**Your objective**
Rewrite every line of the data between the line holding "Exercise. Pick out the long" and the line holding "<point>285,649</point>", inclusive, leaving all other text unchanged. Multiply each x and y coordinate inside the point tags by 0.55 and round to a whole number, with halves rounded up.

**Exercise material**
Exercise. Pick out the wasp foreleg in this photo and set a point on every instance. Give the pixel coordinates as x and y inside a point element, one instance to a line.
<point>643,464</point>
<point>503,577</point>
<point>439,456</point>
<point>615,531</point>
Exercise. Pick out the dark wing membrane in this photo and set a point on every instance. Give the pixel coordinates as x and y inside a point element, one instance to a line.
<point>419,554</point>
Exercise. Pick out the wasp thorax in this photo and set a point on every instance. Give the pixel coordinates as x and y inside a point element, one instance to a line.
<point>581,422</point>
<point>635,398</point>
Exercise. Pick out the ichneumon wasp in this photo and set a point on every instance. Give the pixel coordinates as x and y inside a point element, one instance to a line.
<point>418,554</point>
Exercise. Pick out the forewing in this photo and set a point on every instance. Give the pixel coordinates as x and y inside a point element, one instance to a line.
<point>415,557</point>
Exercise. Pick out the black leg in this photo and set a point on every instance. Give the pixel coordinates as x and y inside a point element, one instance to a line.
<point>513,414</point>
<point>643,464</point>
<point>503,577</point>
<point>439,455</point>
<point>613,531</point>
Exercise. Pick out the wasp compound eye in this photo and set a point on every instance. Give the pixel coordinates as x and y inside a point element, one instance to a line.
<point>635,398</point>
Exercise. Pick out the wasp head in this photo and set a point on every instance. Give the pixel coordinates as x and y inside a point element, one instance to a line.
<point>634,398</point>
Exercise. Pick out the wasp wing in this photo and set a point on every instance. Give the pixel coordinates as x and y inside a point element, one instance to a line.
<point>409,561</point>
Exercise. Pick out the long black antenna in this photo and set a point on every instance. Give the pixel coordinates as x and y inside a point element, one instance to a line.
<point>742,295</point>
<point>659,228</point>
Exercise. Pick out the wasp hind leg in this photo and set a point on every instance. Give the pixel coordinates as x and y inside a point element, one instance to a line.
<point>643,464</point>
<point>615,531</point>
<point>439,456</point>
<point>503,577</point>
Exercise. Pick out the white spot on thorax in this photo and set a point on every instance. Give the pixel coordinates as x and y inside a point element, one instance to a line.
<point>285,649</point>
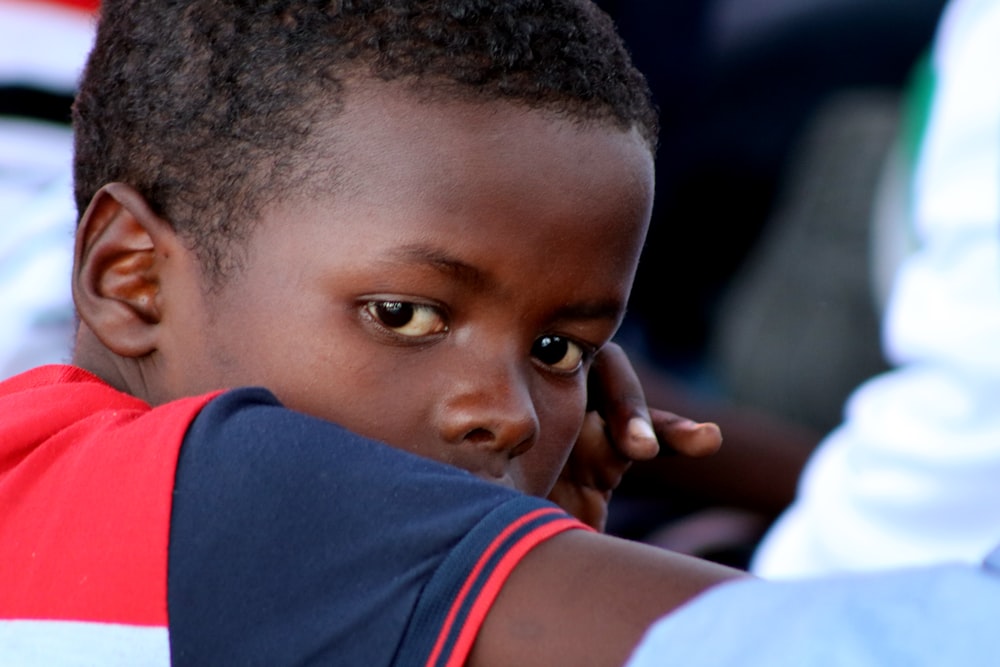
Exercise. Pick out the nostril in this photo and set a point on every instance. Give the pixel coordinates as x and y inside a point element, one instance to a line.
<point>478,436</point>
---
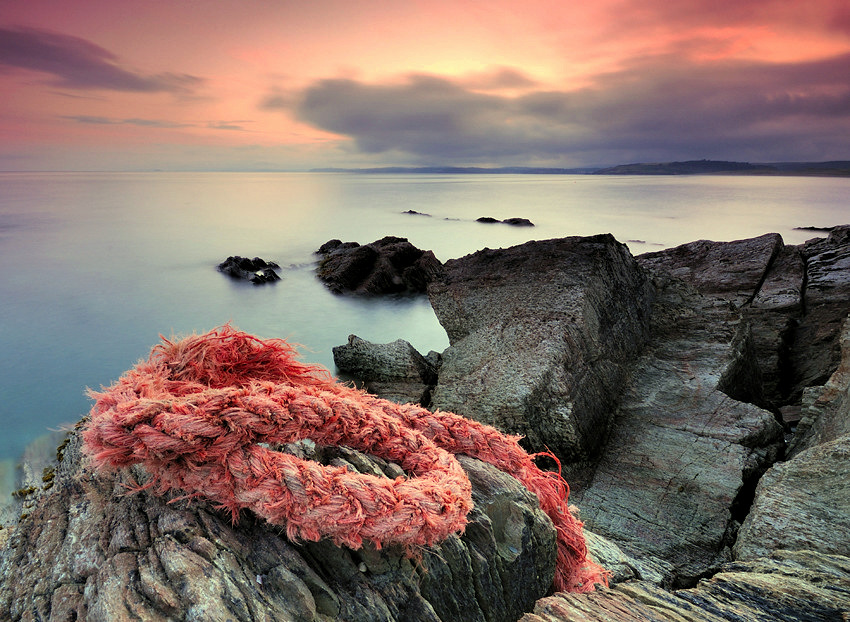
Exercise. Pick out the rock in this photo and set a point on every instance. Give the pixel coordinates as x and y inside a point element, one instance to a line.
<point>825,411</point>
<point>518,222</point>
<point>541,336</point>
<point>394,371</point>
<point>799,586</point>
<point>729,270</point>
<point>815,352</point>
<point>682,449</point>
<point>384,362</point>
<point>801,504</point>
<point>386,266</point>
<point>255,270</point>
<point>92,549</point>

**Response to the exercise**
Exercise. Pick out the long black antenna in this photo and set a point on every instance. Give the pixel coordinates as x and y inside a point element, one instance to a line.
<point>408,162</point>
<point>362,125</point>
Exercise. Pick out the wasp hind leg in this photo and set a point on every instance. Give the pixel coordinates as x and y inside a point element, one instance to a line.
<point>354,255</point>
<point>338,292</point>
<point>241,251</point>
<point>277,317</point>
Exercise. Pick out the white spot on thorax in this photo and set a point on every instance. Give the pixel coordinates as x and y inside a point element, one instance to a line.
<point>157,357</point>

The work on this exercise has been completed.